Marseille

"Je n'ai pas peur de tirer": l'inquiétant profil de Juan, mineur et meurtrier présumé de Socayna

Âgé de 17 ans, celui qu'on surnomme Juan est soupçonné d'être l'auteur des tirs de kalachnikov qui ont tué Socayna, le 10 septembre 2023 dans son appartement à Marseille. Les enquêteurs dressent le portrait d'un adolescent marqué par l'"ultra-violence". Il comparaîtra dans les prochaines semaines pour "meurtre" devant le tribunal pour enfants de Marseille.

Début février, le juge d'instruction en charge du dossier avait rendu son ordonnance de mise en accusation, actant ainsi le procès d'un mineur, âgé de 15 ans au moment des faits, soupçonné d'avoir tué Socayna à Marseille. Il comparaîtra dans les prochaines semaines pour "meurtre" devant le tribunal pour enfants de Marseille.

Dans la soirée du 10 septembre 2023, une fusillade avait éclaté dans le quartier de Saint-Thys à Marseille. Socayna, une étudiante en droit de 24 ans, avait été tuée d’une balle de kalachnikov en pleine tête, alors qu'elle travaillait dans sa chambre.

Dans l'ordonnance de mise en accusation, longue de 83 pages que BFMTV a pu consulter, Juan, né en 2007, est accusé d'avoir "dans des conditions particulièrement brutales, soudaines et dramatiques, causé le décès de Socayna, et ce, lors d'actions répétées, de tirs menés à l'arme de guerre, sur la voie publique."

"Je n'ai rien fait"

La magistrate chargée de cette instruction au tribunal de Marseille indique, par ailleurs, que "si les motifs de déploiement d'une telle violence, inconsidération voire mépris de la vie et l'intégrité physique d'autrui, ne peuvent être avancés que par hypothèse, les éléments matériels, techniques et scientifiques établis conduisent, quant à eux, à inférer avec certitude, que les dits tirs ont causé le décès de la victime."

Depuis son interpellation au domicile de sa petite amie le 12 février 2024, Juan, le suspect n'a de cesse de nier son implication et sa présence sur les lieux du drame, alors que son téléphone portable a borné ce soir-là dans le quartier de Socayna à Saint-Thys.

* * *

CONSIGNE A — Restituez mot pour mot le passage de l'article sur le meurtre de Socayna qui commence par « Depuis son interpellation » et se poursuit jusqu'à « Socayna à Saint-Thys. ».
L'article et les enregistrements sont indépendants l'un de l'autre.

(Lignes d'un jeu de données)
* * *

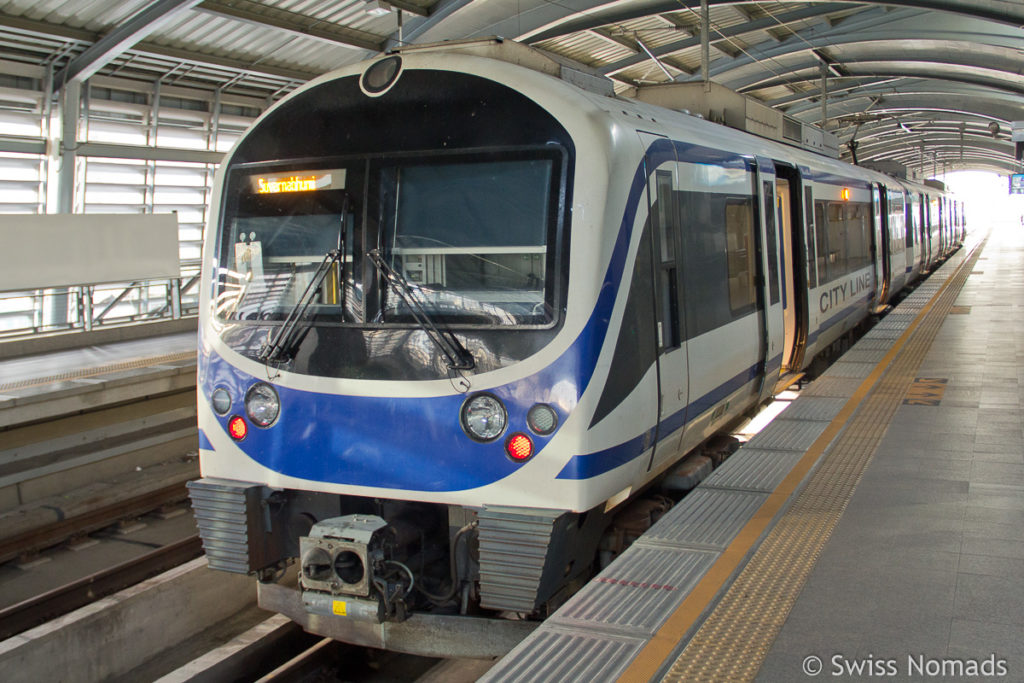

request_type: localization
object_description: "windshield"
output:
[380,160,554,325]
[217,148,561,327]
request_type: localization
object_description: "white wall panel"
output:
[0,214,179,291]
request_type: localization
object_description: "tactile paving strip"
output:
[483,627,644,683]
[636,491,773,550]
[663,237,984,681]
[704,448,806,491]
[552,544,717,634]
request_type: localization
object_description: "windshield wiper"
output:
[256,249,341,362]
[367,249,476,370]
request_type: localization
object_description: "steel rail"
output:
[0,535,203,640]
[0,480,188,562]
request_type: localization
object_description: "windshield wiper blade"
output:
[256,249,341,362]
[367,249,476,370]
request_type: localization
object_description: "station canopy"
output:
[0,0,1024,177]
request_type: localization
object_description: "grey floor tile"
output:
[961,533,1024,565]
[948,618,1024,681]
[959,549,1024,579]
[954,573,1024,627]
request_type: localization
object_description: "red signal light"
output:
[227,415,249,441]
[505,433,534,462]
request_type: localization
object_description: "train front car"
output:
[184,50,637,655]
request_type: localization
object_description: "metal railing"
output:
[0,268,200,341]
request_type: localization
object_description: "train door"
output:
[775,162,807,375]
[871,182,892,306]
[639,132,689,469]
[757,158,785,400]
[918,193,932,273]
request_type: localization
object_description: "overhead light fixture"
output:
[367,0,391,16]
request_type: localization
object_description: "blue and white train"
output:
[190,42,964,654]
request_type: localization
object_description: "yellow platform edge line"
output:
[618,242,984,683]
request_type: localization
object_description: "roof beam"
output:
[378,0,430,16]
[384,0,473,50]
[811,49,850,78]
[0,13,319,83]
[197,0,386,52]
[53,0,201,89]
[522,0,1024,43]
[598,3,846,75]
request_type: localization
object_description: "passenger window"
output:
[814,202,828,285]
[804,187,818,289]
[725,202,757,313]
[764,182,779,304]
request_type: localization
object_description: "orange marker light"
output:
[227,415,249,441]
[505,433,534,462]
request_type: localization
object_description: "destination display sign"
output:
[249,168,345,195]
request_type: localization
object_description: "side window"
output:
[725,200,757,315]
[654,171,681,349]
[764,182,779,304]
[814,202,829,285]
[804,187,818,289]
[679,191,758,339]
[825,202,846,281]
[903,201,913,249]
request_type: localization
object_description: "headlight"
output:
[210,388,231,415]
[246,382,281,427]
[526,403,558,436]
[462,393,508,441]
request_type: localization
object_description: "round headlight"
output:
[359,55,401,95]
[462,393,508,441]
[526,403,558,436]
[246,382,281,427]
[210,389,231,415]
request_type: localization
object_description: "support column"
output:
[700,0,711,92]
[818,61,828,130]
[43,81,82,328]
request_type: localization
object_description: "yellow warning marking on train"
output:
[903,377,949,405]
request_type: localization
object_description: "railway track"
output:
[0,535,203,640]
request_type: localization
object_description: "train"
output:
[189,39,966,656]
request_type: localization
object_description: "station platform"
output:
[0,332,197,427]
[481,224,1024,682]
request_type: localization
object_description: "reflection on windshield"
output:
[215,150,557,327]
[380,159,554,325]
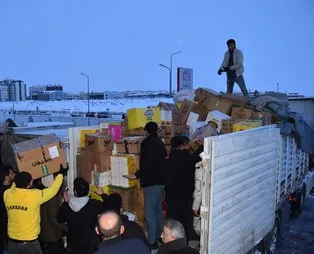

* * *

CONSIGNE B — Indiquez combien de lignes des enregistrements contiennent la chaîne « train », en respectant la casse. Donnez seulement ce nombre.

RÉPONSE ATTENDUE A —
Depuis son interpellation au domicile de sa petite amie le 12 février 2024, Juan, le suspect n'a de cesse de nier son implication et sa présence sur les lieux du drame, alors que son téléphone portable a borné ce soir-là dans le quartier de Socayna à Saint-Thys.

RÉPONSE ATTENDUE B — 5